Actividad A:
Responde estas preguntas sobre el texto sobre Trinidad:
(i) ¿De qué nacionalidad eran los tres primeros casos confirmados en Cuba?
(ii) ¿Quiénes se guardaron primero?
(iii) ¿A cuántos ascendían los casos el día en que cerraron la entrada de vuelos comerciales a Cuba?
Actividad B: Retoma el texto sobre Trinidad y continúalo a partir de su última oración.

##### Texto de estudio #####

Todas las tardes son domingos



Era difícil imaginar a Trinidad dormida en pleno marzo. Las noticias del Coronavirus resultaban lejanas hasta que el día 11, pasadas las 8 de la noche, el noticiero cubano anunció que tres italianos, alojados en una casa particular de este destino turístico, se convertían en los tres primeros casos confirmados en Cuba. La ciudad no volvió a ser la misma: histeria, miedo, negación.

Los mayores se guardaron primero. Los jóvenes festejamos los últimos encuentros antes de que llegara el confinamiento que sabíamos no iba a tardar. Los primeros negocios privados —algunos restaurantes y hostales— comenzaron a cerrar por voluntad propia porque creyeron que el país subestimaba el peligro.

“Hay gente desconsiderada que ha echado a sus turistas de casa”, replicó Carlos Alonso, dueño del bar El Mago, que todavía prestaba servicios una semana después, cuando ya los casos se habían triplicado. Para el 23 de marzo, Trinidad formaba parte de un plan de evacuación especial para librarse de extranjeros que fueron enviados a hoteles en aislamiento. El día después, cerraron la entrada de vuelos comerciales a Cuba y los casos ascendían a 57. La gente comenzó a quedarse en casa.

##### Datos mostrados #####

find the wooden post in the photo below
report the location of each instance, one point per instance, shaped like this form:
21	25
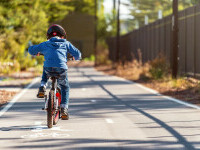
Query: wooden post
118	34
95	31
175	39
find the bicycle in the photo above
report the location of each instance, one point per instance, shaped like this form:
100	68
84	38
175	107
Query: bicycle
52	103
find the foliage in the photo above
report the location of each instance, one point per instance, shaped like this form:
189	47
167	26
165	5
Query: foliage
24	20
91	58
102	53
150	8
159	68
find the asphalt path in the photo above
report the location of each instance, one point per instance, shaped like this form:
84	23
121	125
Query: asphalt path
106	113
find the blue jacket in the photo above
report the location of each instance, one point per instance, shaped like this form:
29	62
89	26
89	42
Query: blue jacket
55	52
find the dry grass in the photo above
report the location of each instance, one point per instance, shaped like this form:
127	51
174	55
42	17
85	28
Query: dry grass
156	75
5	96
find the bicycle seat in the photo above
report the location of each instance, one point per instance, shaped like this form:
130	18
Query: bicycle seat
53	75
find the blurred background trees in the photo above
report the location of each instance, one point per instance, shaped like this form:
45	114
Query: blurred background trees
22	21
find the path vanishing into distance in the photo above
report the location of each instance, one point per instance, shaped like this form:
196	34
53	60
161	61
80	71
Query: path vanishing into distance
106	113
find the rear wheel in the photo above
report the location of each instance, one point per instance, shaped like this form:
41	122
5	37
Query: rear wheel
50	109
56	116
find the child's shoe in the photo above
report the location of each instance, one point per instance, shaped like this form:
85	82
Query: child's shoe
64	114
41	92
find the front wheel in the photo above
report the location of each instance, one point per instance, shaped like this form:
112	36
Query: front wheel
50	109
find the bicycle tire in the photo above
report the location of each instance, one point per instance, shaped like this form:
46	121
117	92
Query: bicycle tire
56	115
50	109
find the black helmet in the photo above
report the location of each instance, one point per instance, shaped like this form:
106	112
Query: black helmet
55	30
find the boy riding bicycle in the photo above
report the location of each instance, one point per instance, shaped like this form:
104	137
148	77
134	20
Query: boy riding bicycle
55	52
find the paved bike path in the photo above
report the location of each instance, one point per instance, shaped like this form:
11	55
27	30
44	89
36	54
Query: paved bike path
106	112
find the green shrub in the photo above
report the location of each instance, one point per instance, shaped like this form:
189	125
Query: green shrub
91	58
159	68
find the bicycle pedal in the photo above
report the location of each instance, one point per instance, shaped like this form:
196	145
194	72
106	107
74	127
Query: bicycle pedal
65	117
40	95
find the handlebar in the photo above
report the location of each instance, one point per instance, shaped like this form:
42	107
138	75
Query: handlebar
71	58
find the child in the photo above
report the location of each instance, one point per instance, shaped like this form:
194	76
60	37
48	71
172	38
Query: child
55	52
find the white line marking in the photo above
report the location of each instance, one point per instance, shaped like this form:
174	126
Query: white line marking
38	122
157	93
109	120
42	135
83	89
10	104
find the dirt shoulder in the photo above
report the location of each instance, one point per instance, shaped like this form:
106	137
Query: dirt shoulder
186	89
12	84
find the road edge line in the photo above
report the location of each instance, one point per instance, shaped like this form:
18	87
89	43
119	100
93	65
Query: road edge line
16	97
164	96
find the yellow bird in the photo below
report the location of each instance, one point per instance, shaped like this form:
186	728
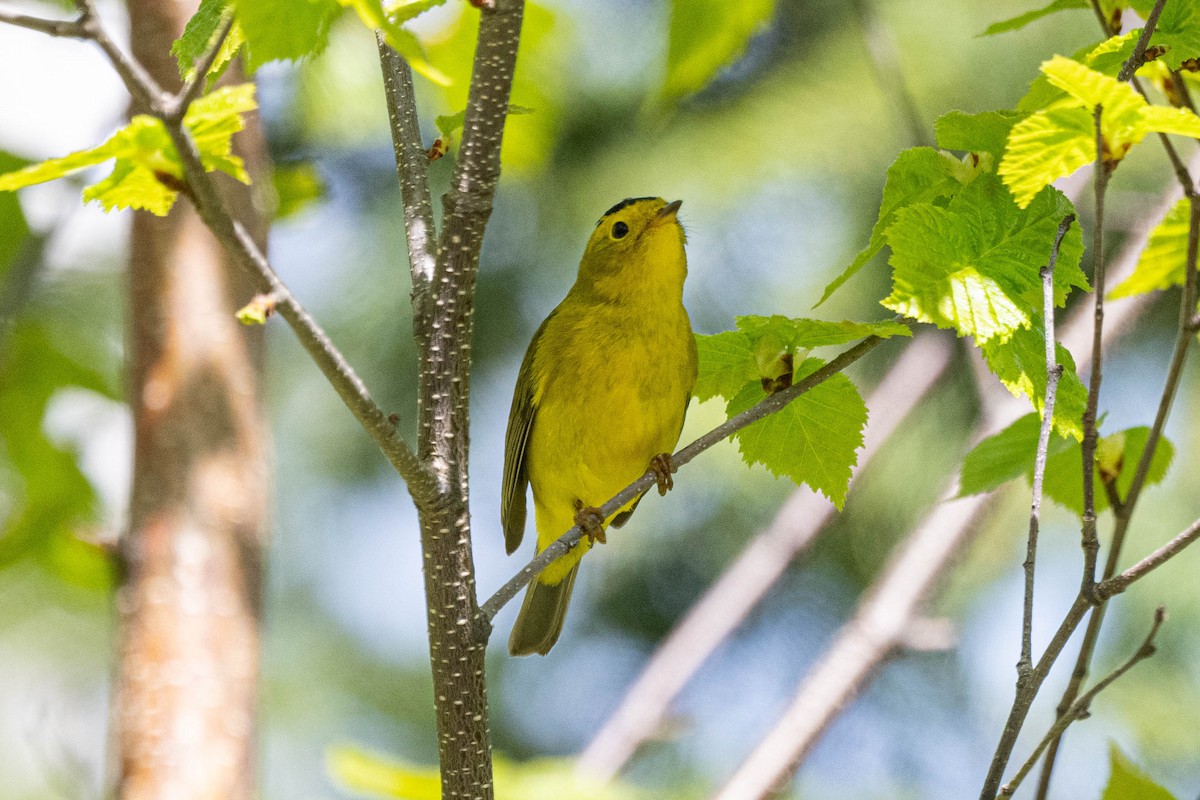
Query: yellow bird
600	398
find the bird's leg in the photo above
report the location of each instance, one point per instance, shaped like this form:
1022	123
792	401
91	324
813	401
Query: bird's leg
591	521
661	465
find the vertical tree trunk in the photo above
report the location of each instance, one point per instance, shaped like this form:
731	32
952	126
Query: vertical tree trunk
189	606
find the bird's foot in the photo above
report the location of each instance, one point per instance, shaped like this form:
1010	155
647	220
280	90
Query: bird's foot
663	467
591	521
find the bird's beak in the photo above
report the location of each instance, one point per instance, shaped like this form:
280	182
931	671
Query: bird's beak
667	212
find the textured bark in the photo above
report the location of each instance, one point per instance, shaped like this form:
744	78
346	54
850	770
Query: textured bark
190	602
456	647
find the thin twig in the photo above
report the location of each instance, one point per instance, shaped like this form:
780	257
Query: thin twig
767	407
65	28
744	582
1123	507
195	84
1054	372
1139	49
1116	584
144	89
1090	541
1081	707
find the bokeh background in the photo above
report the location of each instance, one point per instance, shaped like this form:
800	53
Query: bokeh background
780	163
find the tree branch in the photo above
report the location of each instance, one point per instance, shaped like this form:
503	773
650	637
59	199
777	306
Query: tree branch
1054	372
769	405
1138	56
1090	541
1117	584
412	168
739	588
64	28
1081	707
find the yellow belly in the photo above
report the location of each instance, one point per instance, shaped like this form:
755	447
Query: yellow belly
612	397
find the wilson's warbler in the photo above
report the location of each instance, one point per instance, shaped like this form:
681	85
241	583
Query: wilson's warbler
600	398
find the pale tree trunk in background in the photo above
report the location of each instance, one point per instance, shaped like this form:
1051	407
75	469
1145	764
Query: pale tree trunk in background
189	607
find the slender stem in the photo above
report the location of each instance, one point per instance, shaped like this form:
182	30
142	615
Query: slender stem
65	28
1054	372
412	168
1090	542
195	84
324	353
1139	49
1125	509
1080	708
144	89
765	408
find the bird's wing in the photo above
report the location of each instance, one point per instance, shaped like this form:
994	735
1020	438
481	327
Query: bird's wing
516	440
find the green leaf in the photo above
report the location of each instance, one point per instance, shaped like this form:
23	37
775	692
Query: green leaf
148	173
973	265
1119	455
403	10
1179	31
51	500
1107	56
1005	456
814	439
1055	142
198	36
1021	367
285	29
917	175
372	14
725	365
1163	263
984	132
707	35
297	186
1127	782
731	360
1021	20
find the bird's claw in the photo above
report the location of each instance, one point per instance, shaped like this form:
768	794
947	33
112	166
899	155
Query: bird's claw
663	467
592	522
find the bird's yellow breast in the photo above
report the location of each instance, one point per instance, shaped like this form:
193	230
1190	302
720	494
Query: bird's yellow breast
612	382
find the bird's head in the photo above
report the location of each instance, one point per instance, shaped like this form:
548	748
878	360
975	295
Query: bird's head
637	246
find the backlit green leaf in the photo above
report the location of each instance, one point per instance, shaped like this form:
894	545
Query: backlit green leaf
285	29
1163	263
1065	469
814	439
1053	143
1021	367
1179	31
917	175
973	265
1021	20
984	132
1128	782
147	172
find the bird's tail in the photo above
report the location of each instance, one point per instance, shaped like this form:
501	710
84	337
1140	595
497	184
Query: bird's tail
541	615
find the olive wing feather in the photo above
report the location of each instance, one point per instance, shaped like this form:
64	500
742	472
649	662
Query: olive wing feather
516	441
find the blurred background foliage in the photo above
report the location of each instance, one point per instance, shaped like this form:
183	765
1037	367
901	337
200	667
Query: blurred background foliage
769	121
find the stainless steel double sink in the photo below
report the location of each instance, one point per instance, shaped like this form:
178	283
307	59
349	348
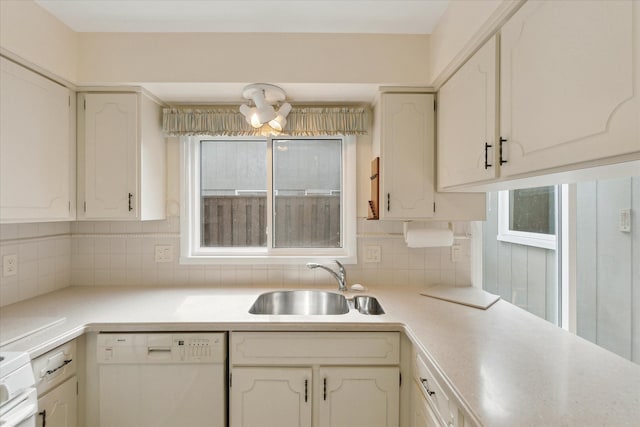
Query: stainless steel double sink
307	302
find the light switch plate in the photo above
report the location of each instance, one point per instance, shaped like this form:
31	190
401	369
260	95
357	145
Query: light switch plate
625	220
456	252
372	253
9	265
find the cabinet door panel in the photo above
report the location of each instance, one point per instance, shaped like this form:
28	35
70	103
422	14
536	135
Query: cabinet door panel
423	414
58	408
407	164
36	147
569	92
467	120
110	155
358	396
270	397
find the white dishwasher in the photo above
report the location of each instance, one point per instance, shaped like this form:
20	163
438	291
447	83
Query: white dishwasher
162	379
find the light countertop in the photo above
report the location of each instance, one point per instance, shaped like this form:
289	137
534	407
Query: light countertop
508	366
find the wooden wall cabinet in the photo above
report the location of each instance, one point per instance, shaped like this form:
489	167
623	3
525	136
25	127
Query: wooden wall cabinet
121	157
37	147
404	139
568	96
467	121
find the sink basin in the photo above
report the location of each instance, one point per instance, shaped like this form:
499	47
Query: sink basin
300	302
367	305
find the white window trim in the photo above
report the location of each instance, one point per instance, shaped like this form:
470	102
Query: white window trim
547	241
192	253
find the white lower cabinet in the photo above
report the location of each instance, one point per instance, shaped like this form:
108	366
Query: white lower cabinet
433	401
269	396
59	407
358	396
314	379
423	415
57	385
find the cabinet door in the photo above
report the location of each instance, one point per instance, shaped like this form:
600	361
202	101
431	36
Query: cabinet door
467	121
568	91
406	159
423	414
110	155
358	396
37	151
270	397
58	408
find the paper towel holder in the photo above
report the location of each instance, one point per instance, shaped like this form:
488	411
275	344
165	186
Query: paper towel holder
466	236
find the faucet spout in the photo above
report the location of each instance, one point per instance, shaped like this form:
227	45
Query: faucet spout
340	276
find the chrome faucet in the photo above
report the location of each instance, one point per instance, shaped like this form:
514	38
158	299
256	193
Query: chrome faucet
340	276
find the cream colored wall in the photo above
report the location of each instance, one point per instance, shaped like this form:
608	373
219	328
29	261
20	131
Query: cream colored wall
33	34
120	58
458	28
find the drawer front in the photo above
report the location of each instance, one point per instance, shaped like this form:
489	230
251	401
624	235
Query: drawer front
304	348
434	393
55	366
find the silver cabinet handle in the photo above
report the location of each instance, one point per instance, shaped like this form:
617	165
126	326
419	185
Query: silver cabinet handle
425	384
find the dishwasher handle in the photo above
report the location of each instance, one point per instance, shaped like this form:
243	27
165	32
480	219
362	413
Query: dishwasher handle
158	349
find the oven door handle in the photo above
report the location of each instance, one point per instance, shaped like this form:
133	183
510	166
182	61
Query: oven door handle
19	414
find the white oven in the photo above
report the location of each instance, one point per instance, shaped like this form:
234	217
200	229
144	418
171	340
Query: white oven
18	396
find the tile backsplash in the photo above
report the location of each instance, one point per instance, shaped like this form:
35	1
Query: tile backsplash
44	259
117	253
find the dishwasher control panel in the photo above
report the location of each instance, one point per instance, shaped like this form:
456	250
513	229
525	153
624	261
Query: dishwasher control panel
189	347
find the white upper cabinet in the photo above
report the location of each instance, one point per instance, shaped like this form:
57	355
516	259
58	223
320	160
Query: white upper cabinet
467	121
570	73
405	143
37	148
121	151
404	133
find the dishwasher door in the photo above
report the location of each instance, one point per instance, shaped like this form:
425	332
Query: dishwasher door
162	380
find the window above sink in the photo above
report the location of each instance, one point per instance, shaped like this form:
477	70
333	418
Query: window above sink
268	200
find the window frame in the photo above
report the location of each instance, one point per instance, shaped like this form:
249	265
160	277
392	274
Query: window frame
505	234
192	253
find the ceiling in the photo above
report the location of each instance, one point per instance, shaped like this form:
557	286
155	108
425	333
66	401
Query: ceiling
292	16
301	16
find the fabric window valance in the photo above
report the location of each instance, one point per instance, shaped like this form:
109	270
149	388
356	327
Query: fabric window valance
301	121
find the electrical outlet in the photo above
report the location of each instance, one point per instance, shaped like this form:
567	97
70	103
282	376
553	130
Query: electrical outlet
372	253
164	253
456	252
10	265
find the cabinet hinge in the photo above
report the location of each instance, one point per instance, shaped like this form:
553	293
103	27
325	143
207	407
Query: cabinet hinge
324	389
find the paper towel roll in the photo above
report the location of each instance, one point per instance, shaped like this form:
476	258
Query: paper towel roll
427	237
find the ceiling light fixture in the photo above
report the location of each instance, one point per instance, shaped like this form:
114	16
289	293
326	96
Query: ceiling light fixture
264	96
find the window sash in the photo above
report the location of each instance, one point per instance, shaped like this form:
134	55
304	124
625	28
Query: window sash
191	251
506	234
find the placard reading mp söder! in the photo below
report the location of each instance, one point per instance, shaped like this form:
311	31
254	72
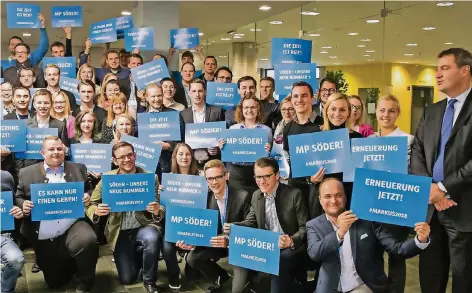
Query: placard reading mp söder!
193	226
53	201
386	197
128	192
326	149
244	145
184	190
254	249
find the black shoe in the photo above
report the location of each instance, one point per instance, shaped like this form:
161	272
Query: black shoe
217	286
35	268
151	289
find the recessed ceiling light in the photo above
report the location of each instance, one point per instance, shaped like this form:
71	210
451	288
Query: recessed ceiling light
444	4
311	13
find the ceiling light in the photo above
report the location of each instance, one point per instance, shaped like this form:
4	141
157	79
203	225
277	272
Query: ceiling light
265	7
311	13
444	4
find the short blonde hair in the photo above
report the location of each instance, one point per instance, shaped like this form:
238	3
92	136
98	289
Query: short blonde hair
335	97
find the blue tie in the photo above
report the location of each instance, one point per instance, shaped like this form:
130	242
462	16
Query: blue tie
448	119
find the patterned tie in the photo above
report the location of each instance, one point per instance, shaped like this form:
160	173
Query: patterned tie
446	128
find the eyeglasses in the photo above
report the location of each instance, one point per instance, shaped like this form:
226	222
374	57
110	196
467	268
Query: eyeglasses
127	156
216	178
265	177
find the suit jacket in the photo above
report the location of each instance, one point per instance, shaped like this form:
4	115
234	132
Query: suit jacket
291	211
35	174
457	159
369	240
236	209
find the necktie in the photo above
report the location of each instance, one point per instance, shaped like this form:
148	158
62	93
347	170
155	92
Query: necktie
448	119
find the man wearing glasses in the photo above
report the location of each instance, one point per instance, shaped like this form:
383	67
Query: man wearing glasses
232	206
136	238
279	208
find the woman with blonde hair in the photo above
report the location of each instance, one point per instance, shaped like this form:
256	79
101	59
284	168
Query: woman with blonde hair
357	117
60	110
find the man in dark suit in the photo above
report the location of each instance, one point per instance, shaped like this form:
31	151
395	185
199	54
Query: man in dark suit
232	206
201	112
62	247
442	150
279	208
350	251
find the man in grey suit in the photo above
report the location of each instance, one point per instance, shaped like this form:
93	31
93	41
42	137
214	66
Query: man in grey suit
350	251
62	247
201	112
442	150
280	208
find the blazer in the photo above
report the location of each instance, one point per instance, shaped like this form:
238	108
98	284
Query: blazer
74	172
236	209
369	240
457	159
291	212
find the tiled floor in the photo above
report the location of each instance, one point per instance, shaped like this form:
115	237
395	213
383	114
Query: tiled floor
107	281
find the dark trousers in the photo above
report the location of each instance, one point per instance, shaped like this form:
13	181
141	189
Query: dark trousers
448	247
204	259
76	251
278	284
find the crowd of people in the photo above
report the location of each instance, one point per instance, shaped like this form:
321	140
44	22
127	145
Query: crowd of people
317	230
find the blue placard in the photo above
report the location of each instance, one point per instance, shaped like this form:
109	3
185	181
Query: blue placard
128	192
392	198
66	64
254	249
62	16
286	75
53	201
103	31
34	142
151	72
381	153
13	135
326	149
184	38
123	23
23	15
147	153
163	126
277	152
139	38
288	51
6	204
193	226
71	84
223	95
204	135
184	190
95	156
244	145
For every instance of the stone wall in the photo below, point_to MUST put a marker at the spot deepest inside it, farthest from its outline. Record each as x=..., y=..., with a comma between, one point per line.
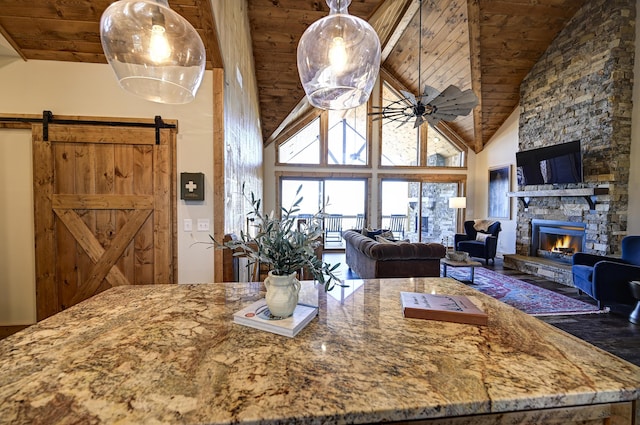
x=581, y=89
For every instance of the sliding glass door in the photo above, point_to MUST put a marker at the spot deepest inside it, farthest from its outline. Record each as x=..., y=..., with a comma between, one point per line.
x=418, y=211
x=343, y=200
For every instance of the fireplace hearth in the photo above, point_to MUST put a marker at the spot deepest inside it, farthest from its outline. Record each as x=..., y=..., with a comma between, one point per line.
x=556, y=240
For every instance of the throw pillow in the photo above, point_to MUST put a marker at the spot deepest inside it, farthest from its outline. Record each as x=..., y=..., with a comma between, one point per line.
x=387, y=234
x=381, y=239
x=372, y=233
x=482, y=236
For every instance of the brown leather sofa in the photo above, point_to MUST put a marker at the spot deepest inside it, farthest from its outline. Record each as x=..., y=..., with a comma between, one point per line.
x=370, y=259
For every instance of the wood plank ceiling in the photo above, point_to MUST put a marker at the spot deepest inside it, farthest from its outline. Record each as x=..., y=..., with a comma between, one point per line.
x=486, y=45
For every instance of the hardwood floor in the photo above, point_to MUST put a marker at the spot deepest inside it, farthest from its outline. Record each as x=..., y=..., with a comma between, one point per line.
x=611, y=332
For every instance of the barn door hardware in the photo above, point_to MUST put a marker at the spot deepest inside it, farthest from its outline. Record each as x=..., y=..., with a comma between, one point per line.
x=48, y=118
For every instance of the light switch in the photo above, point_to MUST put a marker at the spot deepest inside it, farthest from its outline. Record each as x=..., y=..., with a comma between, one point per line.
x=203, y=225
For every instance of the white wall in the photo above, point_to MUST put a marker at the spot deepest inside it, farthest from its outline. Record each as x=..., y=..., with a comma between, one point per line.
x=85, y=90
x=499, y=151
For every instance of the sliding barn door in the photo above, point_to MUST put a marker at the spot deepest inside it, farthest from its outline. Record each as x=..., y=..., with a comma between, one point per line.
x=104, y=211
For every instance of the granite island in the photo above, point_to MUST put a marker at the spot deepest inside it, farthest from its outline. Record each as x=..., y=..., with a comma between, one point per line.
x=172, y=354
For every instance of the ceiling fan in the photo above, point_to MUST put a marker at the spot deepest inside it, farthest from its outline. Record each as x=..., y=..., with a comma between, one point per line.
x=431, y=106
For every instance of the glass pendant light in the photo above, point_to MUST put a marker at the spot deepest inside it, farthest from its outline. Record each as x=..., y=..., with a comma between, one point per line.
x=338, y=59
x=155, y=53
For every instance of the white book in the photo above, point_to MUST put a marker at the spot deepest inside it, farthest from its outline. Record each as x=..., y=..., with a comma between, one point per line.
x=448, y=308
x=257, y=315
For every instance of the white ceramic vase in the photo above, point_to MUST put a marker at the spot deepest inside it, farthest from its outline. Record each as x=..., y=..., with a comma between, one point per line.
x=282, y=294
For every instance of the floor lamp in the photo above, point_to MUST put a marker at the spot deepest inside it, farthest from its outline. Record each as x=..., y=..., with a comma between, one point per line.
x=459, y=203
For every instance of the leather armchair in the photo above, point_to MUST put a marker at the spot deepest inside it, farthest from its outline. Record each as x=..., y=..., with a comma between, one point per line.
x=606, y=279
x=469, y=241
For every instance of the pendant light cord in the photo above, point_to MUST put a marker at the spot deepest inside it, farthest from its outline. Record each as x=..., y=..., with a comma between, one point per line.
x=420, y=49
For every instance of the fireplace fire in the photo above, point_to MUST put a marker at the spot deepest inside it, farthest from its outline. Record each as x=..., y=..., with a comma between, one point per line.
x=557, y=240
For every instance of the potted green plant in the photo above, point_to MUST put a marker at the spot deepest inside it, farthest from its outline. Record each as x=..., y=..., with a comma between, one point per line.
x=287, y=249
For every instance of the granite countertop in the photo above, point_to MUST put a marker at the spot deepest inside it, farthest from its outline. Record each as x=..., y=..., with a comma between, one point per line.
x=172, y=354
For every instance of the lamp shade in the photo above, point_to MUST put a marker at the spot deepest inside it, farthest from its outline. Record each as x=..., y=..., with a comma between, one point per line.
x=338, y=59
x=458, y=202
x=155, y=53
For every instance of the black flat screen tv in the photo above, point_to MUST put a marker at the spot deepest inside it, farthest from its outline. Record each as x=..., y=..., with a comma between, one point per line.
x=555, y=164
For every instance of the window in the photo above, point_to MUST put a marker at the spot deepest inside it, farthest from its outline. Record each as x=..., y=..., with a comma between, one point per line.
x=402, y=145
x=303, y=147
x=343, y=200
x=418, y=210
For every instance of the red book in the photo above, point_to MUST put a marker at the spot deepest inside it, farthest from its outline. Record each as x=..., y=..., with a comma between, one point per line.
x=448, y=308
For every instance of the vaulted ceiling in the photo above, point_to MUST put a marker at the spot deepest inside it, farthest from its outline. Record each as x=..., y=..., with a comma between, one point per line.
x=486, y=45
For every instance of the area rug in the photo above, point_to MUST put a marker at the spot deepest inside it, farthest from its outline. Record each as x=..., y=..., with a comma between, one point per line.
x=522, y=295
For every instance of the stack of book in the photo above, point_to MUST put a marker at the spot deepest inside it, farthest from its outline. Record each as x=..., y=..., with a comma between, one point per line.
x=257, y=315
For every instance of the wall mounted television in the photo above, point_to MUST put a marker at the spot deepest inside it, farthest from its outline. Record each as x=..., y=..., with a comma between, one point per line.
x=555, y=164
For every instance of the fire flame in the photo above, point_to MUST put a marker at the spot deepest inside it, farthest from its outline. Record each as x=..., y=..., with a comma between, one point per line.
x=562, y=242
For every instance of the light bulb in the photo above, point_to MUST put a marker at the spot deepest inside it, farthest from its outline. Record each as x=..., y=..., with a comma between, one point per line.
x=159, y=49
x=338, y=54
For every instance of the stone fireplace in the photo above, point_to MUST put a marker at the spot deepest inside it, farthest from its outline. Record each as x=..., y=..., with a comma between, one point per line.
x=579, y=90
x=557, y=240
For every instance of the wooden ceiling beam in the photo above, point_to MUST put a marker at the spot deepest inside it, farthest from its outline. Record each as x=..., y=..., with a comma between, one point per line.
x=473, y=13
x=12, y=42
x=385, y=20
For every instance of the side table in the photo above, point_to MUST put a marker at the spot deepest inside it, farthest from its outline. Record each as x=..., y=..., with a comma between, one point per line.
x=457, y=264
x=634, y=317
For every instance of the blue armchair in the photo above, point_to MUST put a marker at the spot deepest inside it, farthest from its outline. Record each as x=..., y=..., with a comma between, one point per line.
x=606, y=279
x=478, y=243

#####

Resultado A:
(i) Eran italianos.
(ii) Los mayores se guardaron primero.
(iii) Los casos ascendían a 57.

Resultado B:
Yo me aislé desde el 22 de marzo. Antes, había elegido cuidados extremos. Opté por salidas contadas solo a ver a mis amigos. Enfrenté la ira de quienes imponían un beso o un abrazo y yo me negaba. Me entristecí porque en Cuba el calor humano es a veces más importante que la vida misma. Al bar donde frecuento para limpiar mis energías no he ido más. Lleva los mismos días de aislamiento que yo.


Han pasado casi dos meses desde que tuve vida social. Han pasado más cosas en esas semanas que en los anteriores meses: el país en cuarentena, casi 2000 enfermos y poco menos de 100 muertos. A las nueve de la noche salimos a la puerta para aplaudirle a los médicos. Días atrás, fui a mi oficina a firmar el contrato de trabajo a distancia. De camino, pasé por los centros principales de Trinidad. Los palacetes de casi 300 años descansan de los tumultos, las fotografías, el vibrar de bocinas y los desechos de los visitantes. Para esta anciana ciudad de medio milenio el turismo también puede ser un virus. Los días atardecen en sepia, como un regalo de la providencia ante estos tiempos de incertidumbre.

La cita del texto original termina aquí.